**Prompt**: Please reproduce the passage on the Obice da 149/12 howitzer word for word, starting at "The Obice da" and ending at "World War II.".

─── Passage to read ───

The Obice da 149/12 was an Italian howitzer produced under license in Italy by Ansaldo and Vickers-Terni which was used during World War I and World War II.

==History==
After the independence and unification of Italy, the Italians were not self-sufficient in arms design and production. Foreign firms such as Armstrong, Krupp, Schneider, and Vickers all provided arms and helped establish local production of their designs under license.

One of the models that the Italian Army bought was the Krupp 15 cm sFH 13. With Italy's entry into the First World War in 1915 on the side of the Entente Powers Krupp only produced 112 pieces for the Italians. However, before the start of the war, Ansaldo and Vickers-Terni had acquired a production license for the 15 cm sFH 13 which was given Italian classification Obice da 149/12. Although the overall length of the barrel is 14 calibers in length the Italians classified it as 12 calibers because the Italian system does not count the gun's breech.

==Design==
The 149/12 was a conventional artillery piece of the era with spoked wooden wheels with steel rims, a steel box trail carriage, a horizontal sliding-block breech, hydro-spring recoil system, a gun shield and used cased separate-loading charges and projectiles. The carriage had an open space behind the breech to accommodate high angles of elevation while the separate-loading system could accept up to 7 bags of propellant to vary velocity and range. The main difference between the models is their carriages and shields. Otherwise, their barrels remained the same. 1,500 guns of all three variants were produced.

─── Source material ───

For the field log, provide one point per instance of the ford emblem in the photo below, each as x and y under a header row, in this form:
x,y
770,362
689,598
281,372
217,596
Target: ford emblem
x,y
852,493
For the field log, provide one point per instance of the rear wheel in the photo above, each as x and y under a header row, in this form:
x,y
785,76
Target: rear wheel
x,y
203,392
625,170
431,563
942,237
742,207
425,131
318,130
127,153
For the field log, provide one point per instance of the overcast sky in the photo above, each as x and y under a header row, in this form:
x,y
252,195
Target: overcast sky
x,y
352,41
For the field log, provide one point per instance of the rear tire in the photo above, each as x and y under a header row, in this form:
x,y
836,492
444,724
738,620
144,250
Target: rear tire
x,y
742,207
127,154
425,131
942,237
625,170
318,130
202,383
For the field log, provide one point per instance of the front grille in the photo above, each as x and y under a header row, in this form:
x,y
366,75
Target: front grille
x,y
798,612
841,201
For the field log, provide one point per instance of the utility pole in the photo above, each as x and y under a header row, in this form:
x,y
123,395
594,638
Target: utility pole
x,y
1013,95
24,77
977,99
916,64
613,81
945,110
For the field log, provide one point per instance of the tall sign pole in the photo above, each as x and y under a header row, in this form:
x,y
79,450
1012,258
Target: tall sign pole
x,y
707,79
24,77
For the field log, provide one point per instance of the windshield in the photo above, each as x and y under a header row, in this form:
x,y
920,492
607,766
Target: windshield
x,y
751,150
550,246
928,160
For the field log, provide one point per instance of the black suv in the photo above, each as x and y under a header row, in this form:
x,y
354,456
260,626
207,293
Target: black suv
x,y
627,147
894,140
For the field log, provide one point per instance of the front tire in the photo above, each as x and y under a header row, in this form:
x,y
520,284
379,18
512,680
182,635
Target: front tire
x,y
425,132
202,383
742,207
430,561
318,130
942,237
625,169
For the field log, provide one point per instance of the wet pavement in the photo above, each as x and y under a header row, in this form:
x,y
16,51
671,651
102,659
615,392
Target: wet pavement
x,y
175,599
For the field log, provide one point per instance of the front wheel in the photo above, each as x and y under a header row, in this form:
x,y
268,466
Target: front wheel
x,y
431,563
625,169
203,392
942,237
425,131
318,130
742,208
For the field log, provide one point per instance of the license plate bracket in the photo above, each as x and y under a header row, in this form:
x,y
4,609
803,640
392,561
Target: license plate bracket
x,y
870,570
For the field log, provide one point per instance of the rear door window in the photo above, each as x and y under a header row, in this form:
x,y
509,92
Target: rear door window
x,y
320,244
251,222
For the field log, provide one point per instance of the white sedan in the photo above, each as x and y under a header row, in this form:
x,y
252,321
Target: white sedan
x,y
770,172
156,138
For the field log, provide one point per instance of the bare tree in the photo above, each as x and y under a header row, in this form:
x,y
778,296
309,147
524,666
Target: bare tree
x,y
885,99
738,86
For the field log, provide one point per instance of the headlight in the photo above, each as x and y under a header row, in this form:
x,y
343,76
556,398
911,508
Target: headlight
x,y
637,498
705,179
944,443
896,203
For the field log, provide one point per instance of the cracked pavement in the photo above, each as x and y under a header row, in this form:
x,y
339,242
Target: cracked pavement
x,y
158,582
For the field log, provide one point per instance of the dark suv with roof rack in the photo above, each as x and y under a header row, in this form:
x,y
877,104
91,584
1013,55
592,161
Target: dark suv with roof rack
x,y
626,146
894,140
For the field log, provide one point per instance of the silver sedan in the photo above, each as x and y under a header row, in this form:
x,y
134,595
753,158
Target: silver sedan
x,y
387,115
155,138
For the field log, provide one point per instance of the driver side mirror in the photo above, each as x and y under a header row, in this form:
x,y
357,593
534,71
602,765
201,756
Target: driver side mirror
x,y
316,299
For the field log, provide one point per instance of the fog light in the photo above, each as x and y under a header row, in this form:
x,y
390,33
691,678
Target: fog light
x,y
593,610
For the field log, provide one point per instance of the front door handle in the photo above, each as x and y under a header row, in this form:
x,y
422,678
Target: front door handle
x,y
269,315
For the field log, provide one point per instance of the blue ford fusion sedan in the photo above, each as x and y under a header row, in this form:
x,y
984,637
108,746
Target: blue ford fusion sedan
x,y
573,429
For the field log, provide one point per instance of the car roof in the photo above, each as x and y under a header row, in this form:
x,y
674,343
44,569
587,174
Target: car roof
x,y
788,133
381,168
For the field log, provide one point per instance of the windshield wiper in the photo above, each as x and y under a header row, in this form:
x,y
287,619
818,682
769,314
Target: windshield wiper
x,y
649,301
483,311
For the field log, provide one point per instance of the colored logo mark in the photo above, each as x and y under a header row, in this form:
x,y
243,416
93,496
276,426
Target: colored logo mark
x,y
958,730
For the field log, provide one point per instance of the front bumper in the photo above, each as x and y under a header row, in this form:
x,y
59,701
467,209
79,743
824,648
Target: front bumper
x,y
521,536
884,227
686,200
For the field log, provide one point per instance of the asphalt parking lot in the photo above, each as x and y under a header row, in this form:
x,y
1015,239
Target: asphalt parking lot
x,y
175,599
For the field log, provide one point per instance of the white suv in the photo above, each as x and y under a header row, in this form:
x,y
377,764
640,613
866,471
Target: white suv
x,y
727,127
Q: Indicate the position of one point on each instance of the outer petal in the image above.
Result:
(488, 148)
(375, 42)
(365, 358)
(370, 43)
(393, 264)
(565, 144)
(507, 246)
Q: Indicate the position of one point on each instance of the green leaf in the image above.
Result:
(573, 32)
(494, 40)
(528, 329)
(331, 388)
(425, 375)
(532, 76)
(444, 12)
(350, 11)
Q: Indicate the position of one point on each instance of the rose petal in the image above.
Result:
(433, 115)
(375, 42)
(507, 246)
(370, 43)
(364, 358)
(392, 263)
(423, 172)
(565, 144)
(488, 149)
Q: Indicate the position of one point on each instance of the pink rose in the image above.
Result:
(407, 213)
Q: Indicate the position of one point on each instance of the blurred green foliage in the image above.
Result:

───

**Written answer**:
The Obice da 149/12 was an Italian howitzer produced under license in Italy by Ansaldo and Vickers-Terni which was used during World War I and World War II.